* **Task brief**: Rewrite the items below as a numbered list, leaving out any blank lines.

* **Provided information**:
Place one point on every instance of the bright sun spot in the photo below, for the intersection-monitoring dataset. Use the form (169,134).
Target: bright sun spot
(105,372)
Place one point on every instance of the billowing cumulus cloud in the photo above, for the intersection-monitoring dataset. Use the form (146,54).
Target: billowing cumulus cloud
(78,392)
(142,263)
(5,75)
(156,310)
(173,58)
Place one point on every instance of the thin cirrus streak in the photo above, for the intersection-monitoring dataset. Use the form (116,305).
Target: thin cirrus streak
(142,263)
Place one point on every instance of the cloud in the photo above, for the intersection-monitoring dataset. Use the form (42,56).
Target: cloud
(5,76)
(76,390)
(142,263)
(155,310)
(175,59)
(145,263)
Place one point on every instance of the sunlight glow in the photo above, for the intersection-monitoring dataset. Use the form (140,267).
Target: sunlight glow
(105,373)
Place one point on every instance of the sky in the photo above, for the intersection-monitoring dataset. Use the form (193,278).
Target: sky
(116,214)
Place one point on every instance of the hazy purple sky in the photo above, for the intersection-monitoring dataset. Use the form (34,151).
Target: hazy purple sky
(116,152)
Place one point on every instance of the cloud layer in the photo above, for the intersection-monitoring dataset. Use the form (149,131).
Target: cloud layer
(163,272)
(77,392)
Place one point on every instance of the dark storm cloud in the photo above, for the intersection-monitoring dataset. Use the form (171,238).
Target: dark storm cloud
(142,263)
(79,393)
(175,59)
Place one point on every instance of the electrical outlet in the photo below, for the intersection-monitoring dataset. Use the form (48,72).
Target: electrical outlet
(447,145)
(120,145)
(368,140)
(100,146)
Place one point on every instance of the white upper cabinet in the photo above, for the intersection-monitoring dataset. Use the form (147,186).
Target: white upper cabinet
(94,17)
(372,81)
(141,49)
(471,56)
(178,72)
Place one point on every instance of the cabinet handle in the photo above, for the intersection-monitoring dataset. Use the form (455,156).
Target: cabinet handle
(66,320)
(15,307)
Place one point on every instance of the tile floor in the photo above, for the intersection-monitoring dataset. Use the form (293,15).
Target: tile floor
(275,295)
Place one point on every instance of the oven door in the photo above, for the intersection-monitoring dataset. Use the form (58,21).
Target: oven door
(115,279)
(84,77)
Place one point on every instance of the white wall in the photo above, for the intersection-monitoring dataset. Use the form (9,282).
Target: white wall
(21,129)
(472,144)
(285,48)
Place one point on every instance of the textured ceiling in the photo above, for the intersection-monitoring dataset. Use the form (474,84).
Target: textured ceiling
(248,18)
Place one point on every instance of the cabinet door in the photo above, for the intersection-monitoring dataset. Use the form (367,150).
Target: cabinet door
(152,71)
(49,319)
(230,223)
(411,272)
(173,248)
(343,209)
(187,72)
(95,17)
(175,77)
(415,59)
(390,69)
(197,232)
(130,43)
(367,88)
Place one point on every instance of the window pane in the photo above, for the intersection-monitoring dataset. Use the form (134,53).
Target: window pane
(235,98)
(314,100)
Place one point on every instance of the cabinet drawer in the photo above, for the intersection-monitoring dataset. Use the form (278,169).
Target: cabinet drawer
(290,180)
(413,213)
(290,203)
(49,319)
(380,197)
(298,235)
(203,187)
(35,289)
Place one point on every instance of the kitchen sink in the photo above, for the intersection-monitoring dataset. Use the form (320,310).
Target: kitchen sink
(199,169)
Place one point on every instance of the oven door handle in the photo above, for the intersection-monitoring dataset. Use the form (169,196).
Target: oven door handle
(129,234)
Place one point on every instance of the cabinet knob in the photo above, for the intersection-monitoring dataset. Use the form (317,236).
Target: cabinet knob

* **Finished exercise**:
1. Place one point on every instance of the bright sun spot in the photo below, for the intersection-monitoring dataset. Use the form (169,134).
2. Target: bright sun spot
3. (105,372)
4. Place one point on every instance of the billowing cumulus cloud in the photo above, for the intersection-monitoring dataset. Use the form (146,54).
5. Target: billowing cumulus cloud
6. (78,392)
7. (142,263)
8. (5,75)
9. (156,310)
10. (173,58)
11. Place one point on every instance of the thin cirrus streak in the photo above, for the intersection-monitoring dataset. Use the form (116,305).
12. Target: thin cirrus streak
13. (142,263)
14. Place one point on every instance of the cloud in the photo above, for the intersection-monitoring dataset. Use the form (42,56).
15. Target: cloud
16. (5,76)
17. (76,390)
18. (142,263)
19. (155,310)
20. (175,59)
21. (145,263)
22. Place one point on every instance of the sunlight glow in the photo above, for the intersection-monitoring dataset. Use the form (140,267).
23. Target: sunlight glow
24. (105,373)
25. Place one point on every instance of the sky in the photo above, for the intersection-monitoring dataset. Use the form (193,278).
26. Target: sky
27. (116,214)
28. Place one point on every instance of the hazy purple sky in the photo above, for the intersection-monitoring dataset. Use the form (34,151).
29. Target: hazy purple sky
30. (116,152)
31. Place one point on every instance of the cloud layer in the photo above, for the intersection-monitoring dataset. Use the form (149,131).
32. Target: cloud layer
33. (163,272)
34. (77,392)
35. Place one point on every instance of the dark storm cloud in the photo above, for the intersection-monitoring dataset. Use the form (171,238).
36. Target: dark storm cloud
37. (142,263)
38. (79,393)
39. (175,59)
40. Place one point on every instance of the electrical outlet in the photo below, for the intersection-monitoring dataset. Use the form (48,72).
41. Target: electrical outlet
42. (447,145)
43. (120,145)
44. (368,140)
45. (100,146)
46. Place one point on every instance of the white upper cabinet in the photo above, for the intersection-monitoring dataset. Use the form (147,186).
47. Target: white upper cabinet
48. (94,17)
49. (372,81)
50. (141,49)
51. (471,56)
52. (178,72)
53. Place one point on every instance of the cabinet handle in the photo above, for the intersection-monitoring dataset. Use the form (455,156).
54. Target: cabinet handle
55. (66,320)
56. (15,307)
57. Place one point on every instance of the tile floor in the photo above, for the intersection-monitoring dataset. Use the form (293,15).
58. Target: tile floor
59. (275,295)
60. Place one point on every instance of the oven door in the photo above, for the intersection-monitoring dataset. Use the form (58,21).
61. Target: oven door
62. (115,279)
63. (84,77)
64. Place one point on every instance of the white wall in the photo above, for the intersection-monitoring dataset. Use the form (9,282).
65. Target: white wall
66. (21,129)
67. (472,144)
68. (285,48)
69. Place one point on every instance of the textured ceiling in the photo above, for the intersection-monitoring dataset. Use the form (474,84).
70. Target: textured ceiling
71. (248,18)
72. Place one point on every instance of the cabinet door in the photo above, for the intersection-monitoring dataset. Use the form (367,150).
73. Target: cabinet door
74. (152,71)
75. (49,319)
76. (230,223)
77. (411,272)
78. (173,248)
79. (343,209)
80. (187,72)
81. (95,17)
82. (175,77)
83. (415,59)
84. (390,69)
85. (197,232)
86. (130,43)
87. (367,88)
88. Place one point on every instance of the window pane in the photo above, for the intersection-monitoring dataset. Use the form (134,53).
89. Target: window pane
90. (235,98)
91. (314,100)
92. Place one point on every instance of the cabinet drawer in the photo above, for the intersection-monitoring dataset. Use the form (278,169).
93. Target: cabinet drawer
94. (290,180)
95. (413,213)
96. (290,203)
97. (49,319)
98. (380,197)
99. (298,235)
100. (203,187)
101. (35,289)
102. Place one point on every instance of the kitchen sink in the photo above, for the intersection-monitoring dataset. Use the form (320,310).
103. Target: kitchen sink
104. (199,169)
105. Place one point on every instance of the oven door handle in the photo above, for the intersection-monitoring dataset. Use the form (169,196).
106. Target: oven door handle
107. (129,234)
108. Place one point on every instance of the cabinet knob in the photo above, for the intersection-monitoring dataset. Use the form (317,236).
109. Target: cabinet knob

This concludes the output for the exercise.